* Start *
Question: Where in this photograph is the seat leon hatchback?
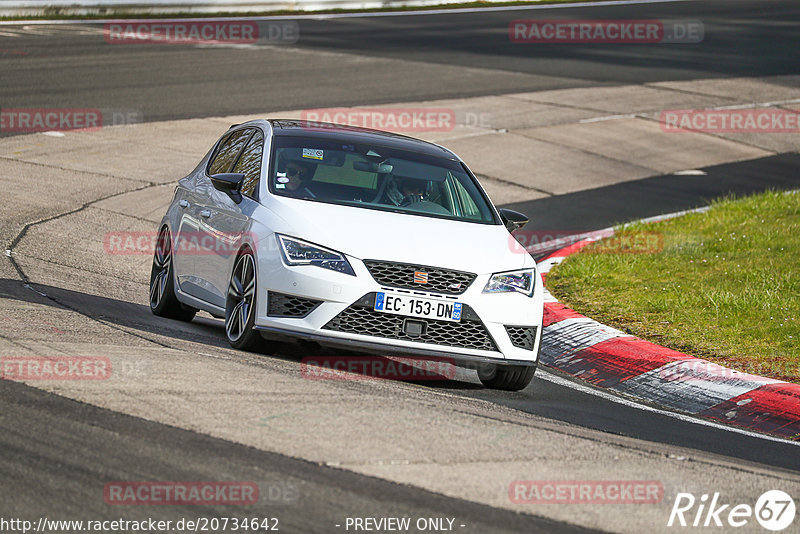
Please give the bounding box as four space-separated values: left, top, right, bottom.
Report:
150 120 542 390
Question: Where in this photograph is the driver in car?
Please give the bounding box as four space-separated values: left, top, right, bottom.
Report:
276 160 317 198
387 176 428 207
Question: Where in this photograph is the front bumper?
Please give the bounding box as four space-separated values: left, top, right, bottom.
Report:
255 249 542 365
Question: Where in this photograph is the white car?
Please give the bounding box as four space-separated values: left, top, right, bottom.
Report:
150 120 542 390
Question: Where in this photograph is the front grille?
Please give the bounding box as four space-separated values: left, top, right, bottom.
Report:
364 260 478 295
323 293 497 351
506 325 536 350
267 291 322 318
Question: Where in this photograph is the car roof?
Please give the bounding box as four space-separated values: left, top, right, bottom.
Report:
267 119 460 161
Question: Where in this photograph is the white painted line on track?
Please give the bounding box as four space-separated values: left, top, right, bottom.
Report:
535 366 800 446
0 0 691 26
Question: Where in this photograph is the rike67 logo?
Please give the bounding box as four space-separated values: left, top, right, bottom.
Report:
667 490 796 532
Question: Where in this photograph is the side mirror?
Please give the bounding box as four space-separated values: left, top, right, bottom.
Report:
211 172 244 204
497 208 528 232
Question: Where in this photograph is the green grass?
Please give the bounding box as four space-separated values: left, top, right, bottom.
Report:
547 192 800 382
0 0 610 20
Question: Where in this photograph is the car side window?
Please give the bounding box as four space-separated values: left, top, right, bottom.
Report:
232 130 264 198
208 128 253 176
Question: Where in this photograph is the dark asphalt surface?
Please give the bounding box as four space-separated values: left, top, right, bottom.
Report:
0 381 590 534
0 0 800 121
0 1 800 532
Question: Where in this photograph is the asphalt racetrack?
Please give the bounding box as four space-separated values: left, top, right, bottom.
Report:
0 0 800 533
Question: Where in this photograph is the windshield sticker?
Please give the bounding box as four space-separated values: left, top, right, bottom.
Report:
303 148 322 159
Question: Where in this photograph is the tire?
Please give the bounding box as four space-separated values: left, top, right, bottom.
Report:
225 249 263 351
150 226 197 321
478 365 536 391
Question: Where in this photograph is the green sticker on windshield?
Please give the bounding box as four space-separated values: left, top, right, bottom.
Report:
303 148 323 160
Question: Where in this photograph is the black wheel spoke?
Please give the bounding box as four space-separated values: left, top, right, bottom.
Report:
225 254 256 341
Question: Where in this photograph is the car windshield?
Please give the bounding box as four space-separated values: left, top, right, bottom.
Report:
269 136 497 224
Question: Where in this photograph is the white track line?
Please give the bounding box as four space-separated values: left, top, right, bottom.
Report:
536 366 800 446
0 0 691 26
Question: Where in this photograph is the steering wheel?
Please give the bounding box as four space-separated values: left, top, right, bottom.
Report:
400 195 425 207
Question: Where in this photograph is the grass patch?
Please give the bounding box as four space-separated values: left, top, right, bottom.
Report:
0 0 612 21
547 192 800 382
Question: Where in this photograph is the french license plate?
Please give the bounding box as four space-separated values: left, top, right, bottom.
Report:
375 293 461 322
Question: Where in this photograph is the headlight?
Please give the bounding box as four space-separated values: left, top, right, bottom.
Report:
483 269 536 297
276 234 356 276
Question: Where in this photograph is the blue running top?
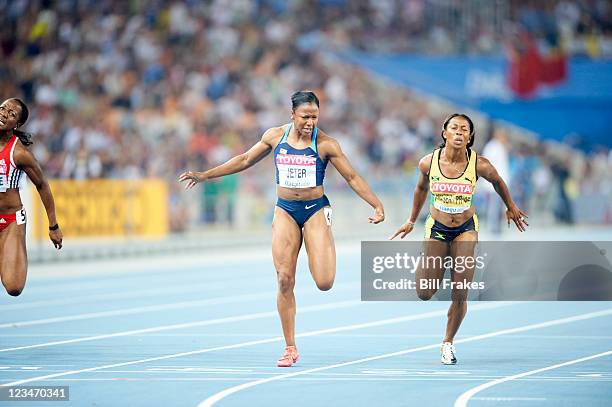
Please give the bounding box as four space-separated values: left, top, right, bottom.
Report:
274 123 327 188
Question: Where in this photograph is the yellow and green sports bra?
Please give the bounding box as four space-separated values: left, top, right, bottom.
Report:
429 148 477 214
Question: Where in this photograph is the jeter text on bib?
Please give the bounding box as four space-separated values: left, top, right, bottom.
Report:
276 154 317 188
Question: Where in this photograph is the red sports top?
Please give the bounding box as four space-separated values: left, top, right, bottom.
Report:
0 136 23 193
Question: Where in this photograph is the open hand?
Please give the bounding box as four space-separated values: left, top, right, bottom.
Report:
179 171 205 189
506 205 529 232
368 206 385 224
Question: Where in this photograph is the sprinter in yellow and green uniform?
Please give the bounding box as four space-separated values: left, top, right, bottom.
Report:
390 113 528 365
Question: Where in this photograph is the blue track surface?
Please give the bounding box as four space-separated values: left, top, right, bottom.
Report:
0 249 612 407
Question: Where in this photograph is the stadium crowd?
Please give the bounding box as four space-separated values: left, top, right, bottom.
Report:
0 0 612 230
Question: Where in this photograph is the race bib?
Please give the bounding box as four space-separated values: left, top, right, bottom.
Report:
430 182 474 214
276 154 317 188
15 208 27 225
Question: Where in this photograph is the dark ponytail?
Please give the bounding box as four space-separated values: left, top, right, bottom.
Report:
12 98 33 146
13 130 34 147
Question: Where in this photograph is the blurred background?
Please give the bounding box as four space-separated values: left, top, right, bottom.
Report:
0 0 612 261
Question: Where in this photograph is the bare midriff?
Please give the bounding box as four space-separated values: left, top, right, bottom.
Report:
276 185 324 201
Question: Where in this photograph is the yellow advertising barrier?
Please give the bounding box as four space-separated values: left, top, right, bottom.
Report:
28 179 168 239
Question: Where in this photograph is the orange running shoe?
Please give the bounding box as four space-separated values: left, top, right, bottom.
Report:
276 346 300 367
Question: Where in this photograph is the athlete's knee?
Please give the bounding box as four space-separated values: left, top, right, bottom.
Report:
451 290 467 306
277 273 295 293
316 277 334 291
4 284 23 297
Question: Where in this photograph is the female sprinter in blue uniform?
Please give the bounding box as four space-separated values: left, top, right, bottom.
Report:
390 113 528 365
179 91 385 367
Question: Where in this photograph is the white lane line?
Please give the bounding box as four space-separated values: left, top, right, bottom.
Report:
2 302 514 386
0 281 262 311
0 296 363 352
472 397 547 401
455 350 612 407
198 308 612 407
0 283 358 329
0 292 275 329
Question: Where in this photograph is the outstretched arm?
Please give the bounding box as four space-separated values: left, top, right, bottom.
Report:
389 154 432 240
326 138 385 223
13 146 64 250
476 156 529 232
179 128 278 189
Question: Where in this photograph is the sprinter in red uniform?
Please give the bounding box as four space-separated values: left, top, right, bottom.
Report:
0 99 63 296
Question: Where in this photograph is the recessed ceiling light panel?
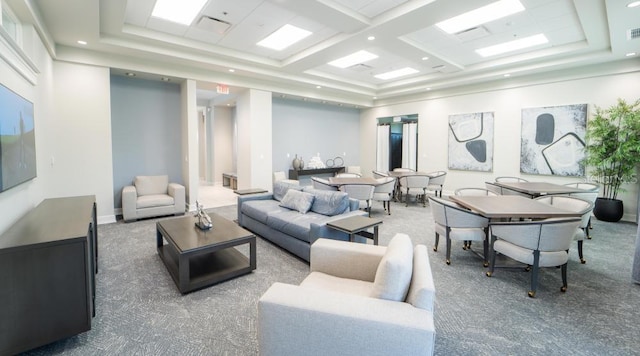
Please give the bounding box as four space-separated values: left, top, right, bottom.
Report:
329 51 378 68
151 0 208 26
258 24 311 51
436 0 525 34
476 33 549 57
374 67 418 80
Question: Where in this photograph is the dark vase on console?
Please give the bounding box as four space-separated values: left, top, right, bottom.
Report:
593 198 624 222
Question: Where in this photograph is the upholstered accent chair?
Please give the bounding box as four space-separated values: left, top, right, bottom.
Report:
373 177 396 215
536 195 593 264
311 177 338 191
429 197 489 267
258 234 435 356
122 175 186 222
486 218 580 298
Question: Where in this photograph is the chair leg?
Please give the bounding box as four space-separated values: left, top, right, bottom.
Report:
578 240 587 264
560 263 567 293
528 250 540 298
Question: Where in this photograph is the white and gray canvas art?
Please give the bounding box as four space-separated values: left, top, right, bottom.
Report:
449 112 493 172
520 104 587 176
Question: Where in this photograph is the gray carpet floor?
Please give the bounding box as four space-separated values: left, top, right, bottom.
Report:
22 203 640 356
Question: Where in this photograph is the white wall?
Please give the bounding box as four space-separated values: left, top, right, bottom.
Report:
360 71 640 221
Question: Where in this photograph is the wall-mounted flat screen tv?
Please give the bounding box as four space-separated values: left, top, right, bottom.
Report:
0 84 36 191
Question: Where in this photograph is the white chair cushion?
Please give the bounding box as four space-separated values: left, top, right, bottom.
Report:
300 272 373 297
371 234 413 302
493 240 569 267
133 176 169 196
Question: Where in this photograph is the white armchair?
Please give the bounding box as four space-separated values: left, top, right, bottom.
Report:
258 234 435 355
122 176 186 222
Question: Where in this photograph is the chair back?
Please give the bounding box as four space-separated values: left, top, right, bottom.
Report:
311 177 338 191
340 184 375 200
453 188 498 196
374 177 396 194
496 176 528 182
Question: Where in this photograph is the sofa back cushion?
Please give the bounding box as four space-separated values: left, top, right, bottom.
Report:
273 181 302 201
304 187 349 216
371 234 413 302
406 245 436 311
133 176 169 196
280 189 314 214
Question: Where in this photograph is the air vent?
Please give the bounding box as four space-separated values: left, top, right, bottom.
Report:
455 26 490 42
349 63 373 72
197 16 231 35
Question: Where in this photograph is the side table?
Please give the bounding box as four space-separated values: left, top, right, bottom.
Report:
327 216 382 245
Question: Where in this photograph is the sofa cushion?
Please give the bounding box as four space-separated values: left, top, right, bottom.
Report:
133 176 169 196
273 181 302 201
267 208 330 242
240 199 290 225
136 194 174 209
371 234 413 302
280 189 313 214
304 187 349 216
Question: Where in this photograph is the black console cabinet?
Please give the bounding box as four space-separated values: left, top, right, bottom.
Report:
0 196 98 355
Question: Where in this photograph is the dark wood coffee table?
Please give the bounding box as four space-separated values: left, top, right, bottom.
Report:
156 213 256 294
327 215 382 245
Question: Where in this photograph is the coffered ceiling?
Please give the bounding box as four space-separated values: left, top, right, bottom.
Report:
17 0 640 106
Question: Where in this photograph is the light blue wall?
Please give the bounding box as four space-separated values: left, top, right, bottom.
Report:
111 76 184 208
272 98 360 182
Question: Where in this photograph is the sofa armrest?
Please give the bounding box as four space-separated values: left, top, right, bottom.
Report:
* End *
* [REQUIREMENTS]
Reproduce only the span that opens with the line containing "Question: Where in this photograph is the car windshield?" and closes with the line containing "276 234 356 276", putting "image" wherever "photograph" appears and leaving everything else unchanged.

* [RESULT OF THIS TASK]
Question: Where in this image is the car windshield?
Please give the bounding box as four space-separated values: left, top, right, bottom.
Report:
269 136 497 224
Question: Where in this image is the white track line?
Please give the bounding box as four space-separated values: left, top, right, bottom.
Report:
536 366 800 446
0 0 691 26
Question: Where in this image is the steering wheel?
Please give the bounding box as four space-separated values: left, top, right, bottom.
Report:
400 195 425 207
Question: Where in this image is the grass patch?
Please give the bounding box as four space-separated values: left, top, right, bottom.
Report:
0 0 612 21
547 192 800 382
Question: Where in this image is the french license plate?
Please give the bounding box as four space-separated values: left, top, right, bottom.
Report:
375 293 461 322
Question: Where in this image is the headlight?
Please give the bounding box as four space-separated values: left, top, right, bottom.
Report:
483 269 536 297
276 234 356 276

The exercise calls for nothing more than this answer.